┌──

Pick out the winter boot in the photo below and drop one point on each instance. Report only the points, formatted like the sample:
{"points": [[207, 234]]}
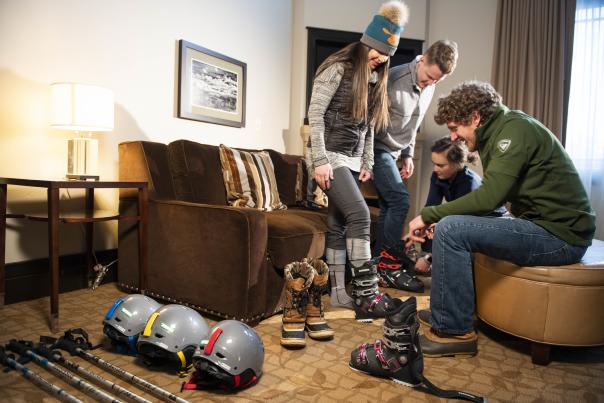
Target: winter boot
{"points": [[298, 279], [316, 326], [368, 302], [396, 269], [397, 356]]}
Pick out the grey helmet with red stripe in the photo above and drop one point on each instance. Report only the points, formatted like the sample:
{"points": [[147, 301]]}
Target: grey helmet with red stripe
{"points": [[172, 334], [232, 356]]}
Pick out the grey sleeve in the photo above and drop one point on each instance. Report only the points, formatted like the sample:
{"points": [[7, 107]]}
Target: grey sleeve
{"points": [[367, 161], [324, 87]]}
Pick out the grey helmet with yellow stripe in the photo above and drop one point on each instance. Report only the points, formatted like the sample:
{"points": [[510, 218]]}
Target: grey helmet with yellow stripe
{"points": [[171, 335], [126, 319]]}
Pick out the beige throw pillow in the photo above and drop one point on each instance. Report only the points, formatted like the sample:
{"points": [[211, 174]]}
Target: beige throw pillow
{"points": [[249, 178]]}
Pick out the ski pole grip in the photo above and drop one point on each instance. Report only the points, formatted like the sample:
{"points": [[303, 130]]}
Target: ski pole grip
{"points": [[67, 345], [46, 352], [18, 347]]}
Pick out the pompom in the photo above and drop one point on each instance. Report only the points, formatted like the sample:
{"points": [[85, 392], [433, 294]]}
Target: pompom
{"points": [[395, 11]]}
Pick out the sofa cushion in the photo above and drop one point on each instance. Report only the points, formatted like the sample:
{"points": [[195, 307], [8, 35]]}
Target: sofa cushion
{"points": [[194, 168], [290, 177], [249, 178], [294, 234]]}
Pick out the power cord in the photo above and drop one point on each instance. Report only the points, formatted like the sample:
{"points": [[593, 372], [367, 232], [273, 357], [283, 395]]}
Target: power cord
{"points": [[100, 269]]}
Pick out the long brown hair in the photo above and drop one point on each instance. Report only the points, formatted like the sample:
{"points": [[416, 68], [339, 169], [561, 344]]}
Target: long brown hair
{"points": [[374, 110]]}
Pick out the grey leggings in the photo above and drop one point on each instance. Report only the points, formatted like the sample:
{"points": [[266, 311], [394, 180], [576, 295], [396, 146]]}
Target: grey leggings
{"points": [[347, 218]]}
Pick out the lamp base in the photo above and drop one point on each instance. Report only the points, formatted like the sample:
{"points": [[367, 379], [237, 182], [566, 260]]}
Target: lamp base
{"points": [[82, 177]]}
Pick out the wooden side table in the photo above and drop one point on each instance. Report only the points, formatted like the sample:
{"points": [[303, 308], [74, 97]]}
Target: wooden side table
{"points": [[88, 217]]}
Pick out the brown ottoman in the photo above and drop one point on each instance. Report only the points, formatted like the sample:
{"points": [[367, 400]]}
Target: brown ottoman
{"points": [[547, 305]]}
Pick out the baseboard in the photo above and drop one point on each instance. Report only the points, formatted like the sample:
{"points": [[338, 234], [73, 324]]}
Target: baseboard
{"points": [[31, 279]]}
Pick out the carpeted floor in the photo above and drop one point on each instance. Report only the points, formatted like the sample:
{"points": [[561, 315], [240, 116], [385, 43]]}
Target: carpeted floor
{"points": [[502, 370]]}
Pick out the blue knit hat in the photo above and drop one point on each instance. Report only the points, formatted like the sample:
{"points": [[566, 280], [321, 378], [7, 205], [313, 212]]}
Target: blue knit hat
{"points": [[384, 30]]}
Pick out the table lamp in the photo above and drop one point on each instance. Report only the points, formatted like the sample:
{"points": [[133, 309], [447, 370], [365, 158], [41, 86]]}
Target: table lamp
{"points": [[82, 108]]}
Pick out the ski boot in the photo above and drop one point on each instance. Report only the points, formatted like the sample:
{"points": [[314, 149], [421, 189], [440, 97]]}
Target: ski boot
{"points": [[368, 302], [398, 356], [396, 269]]}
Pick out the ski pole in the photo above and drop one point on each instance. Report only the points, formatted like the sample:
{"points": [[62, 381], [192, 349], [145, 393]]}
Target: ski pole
{"points": [[37, 379], [24, 348], [75, 367], [72, 347]]}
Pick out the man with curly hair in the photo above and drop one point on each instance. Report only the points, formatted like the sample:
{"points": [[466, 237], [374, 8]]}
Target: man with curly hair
{"points": [[410, 90], [525, 165]]}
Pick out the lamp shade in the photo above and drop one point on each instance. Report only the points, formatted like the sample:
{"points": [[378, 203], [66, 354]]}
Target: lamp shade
{"points": [[81, 107]]}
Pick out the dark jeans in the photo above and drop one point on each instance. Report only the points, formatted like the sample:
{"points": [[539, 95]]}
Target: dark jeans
{"points": [[457, 237], [393, 199]]}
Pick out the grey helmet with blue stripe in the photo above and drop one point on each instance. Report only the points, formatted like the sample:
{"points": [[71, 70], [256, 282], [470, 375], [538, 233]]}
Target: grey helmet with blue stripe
{"points": [[126, 320]]}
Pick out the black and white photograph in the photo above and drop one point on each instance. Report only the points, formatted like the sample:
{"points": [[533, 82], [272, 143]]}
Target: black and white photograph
{"points": [[211, 86]]}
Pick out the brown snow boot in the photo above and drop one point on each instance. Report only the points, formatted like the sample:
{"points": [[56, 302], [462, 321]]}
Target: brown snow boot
{"points": [[316, 326], [298, 279]]}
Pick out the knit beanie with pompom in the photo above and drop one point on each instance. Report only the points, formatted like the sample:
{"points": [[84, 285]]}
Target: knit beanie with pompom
{"points": [[384, 30]]}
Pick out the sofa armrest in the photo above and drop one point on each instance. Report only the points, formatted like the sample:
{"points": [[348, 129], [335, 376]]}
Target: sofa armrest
{"points": [[211, 257]]}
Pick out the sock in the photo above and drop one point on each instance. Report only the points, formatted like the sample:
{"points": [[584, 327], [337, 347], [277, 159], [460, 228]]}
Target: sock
{"points": [[337, 274]]}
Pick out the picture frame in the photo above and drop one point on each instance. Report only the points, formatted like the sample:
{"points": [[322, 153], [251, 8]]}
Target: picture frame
{"points": [[211, 86]]}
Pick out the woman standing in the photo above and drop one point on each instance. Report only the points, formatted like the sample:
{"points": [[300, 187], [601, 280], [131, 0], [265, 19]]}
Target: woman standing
{"points": [[349, 101]]}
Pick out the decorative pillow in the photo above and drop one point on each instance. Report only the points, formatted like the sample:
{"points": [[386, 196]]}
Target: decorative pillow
{"points": [[249, 178]]}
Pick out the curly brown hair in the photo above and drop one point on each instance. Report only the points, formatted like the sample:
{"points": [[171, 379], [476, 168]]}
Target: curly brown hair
{"points": [[465, 99]]}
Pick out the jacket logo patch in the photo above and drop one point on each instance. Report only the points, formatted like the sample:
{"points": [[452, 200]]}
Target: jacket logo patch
{"points": [[504, 144]]}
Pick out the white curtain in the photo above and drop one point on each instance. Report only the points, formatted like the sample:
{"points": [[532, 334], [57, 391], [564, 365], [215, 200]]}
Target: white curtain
{"points": [[585, 127]]}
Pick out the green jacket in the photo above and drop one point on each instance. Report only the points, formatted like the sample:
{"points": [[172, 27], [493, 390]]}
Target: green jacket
{"points": [[525, 165]]}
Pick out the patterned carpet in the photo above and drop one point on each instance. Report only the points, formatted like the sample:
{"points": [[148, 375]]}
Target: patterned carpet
{"points": [[502, 370]]}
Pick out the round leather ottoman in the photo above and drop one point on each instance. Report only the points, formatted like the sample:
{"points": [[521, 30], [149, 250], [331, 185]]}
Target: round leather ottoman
{"points": [[561, 305]]}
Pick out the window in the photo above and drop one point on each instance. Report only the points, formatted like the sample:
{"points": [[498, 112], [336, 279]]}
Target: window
{"points": [[585, 127]]}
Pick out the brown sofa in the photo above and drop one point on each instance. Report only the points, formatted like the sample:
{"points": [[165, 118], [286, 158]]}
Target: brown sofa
{"points": [[221, 260]]}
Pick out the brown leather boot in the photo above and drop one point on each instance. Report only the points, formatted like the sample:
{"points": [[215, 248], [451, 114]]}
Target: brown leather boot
{"points": [[439, 344], [298, 279], [316, 326]]}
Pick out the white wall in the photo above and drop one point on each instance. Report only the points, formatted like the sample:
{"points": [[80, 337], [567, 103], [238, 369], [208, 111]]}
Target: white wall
{"points": [[129, 47], [471, 24], [333, 14]]}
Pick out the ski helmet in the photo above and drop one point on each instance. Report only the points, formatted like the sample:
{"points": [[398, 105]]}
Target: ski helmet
{"points": [[171, 334], [232, 357], [126, 319]]}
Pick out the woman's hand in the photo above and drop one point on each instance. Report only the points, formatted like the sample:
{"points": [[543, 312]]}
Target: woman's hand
{"points": [[323, 176], [365, 175]]}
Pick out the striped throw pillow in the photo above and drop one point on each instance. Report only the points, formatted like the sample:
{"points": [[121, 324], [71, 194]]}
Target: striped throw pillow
{"points": [[249, 178]]}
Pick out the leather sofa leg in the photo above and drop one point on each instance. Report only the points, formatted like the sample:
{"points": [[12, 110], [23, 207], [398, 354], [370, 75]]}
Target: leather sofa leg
{"points": [[540, 353]]}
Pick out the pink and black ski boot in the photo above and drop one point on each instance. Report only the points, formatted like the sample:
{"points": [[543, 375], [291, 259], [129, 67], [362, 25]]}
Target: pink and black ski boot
{"points": [[368, 302], [397, 270], [398, 356]]}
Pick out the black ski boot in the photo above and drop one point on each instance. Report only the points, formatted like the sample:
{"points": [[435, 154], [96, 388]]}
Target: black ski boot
{"points": [[398, 356], [368, 302], [396, 269]]}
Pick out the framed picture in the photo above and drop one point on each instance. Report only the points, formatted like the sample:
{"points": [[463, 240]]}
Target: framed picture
{"points": [[211, 86]]}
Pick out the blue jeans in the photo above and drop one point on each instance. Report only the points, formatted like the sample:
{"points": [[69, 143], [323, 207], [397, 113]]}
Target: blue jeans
{"points": [[457, 237], [393, 199]]}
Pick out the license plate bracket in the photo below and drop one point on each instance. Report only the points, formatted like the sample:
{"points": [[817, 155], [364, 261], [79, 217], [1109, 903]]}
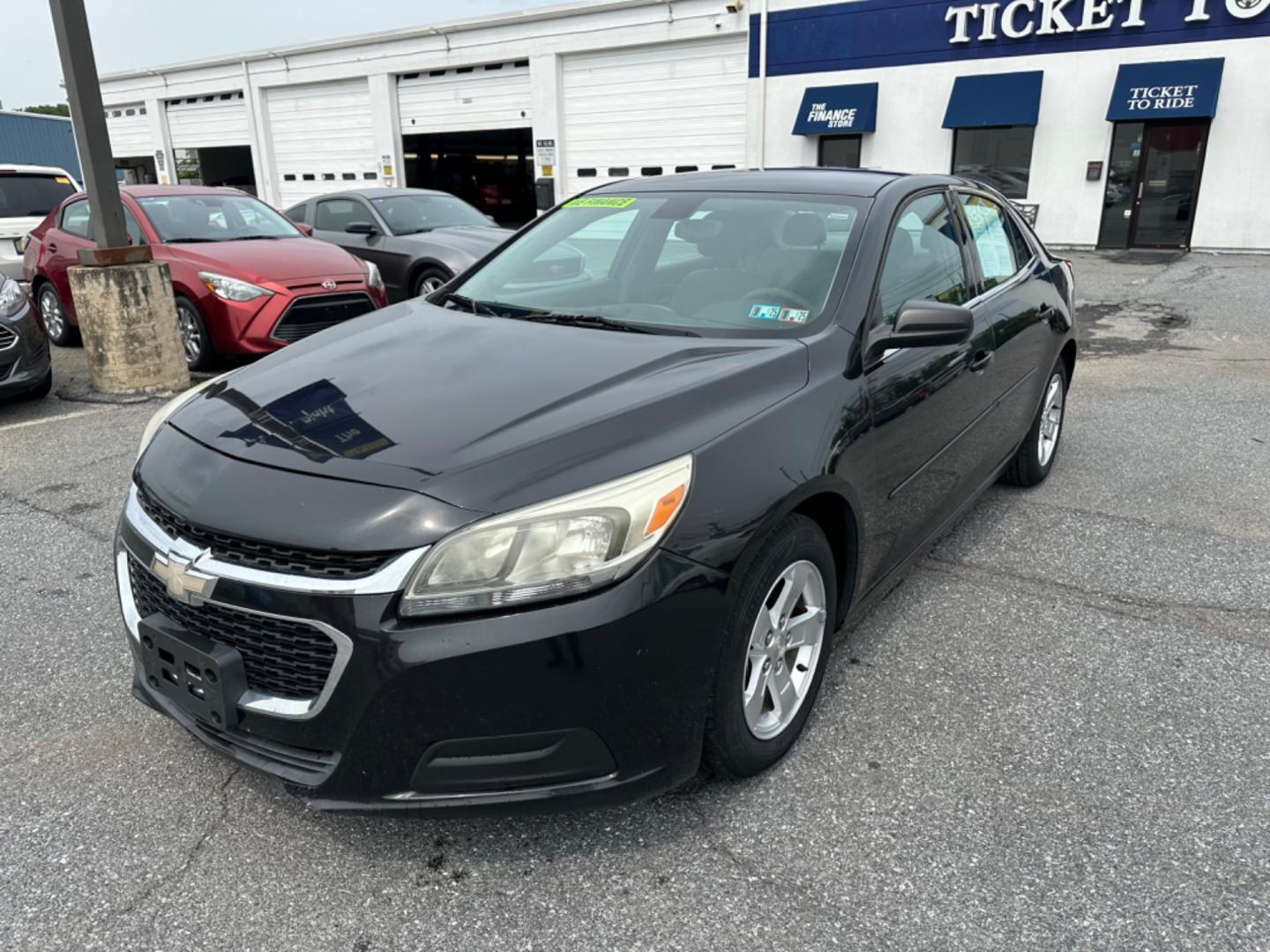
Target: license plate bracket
{"points": [[202, 677]]}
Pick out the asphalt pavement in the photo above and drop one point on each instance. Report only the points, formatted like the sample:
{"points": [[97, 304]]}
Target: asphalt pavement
{"points": [[1054, 734]]}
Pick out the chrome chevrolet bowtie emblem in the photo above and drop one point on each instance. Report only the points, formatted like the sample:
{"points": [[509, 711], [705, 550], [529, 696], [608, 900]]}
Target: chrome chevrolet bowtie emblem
{"points": [[184, 584]]}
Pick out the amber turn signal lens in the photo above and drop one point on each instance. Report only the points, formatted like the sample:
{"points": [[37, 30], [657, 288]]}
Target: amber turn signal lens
{"points": [[664, 509]]}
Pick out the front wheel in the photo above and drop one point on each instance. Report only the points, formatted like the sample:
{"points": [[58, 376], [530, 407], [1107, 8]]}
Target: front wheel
{"points": [[1035, 457], [58, 328], [430, 279], [775, 651], [193, 337]]}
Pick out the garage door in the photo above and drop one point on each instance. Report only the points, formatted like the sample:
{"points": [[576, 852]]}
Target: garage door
{"points": [[322, 138], [492, 97], [205, 122], [130, 131], [675, 106]]}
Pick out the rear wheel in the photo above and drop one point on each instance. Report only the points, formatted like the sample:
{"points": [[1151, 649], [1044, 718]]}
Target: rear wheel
{"points": [[775, 651], [56, 323], [1035, 457], [430, 279], [193, 335]]}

└──

Copy out, character for character, the lines of the material from the line containing "Pick out the front" through the end of the material.

=== The reply ===
Pick out the front wheel in the photo above and drop one point on each instance. Report only the points, formatted like the sample:
{"points": [[58, 376], [530, 407], [1107, 8]]}
Target: front wheel
{"points": [[1035, 457], [58, 328], [430, 279], [775, 651], [193, 337]]}
Pick out the garage door in the photo above and drop one point on each instance. Report only the points, formatted like the sample:
{"points": [[576, 852]]}
Target: garage door
{"points": [[322, 138], [492, 97], [205, 122], [130, 131], [675, 106]]}
Pick out the rear wheel in the photo above and drop one point on each instance. Report only the points, formatted like the sample:
{"points": [[1151, 649], [1044, 718]]}
Target: rear wheel
{"points": [[775, 651], [56, 323], [1035, 457], [430, 279], [193, 335]]}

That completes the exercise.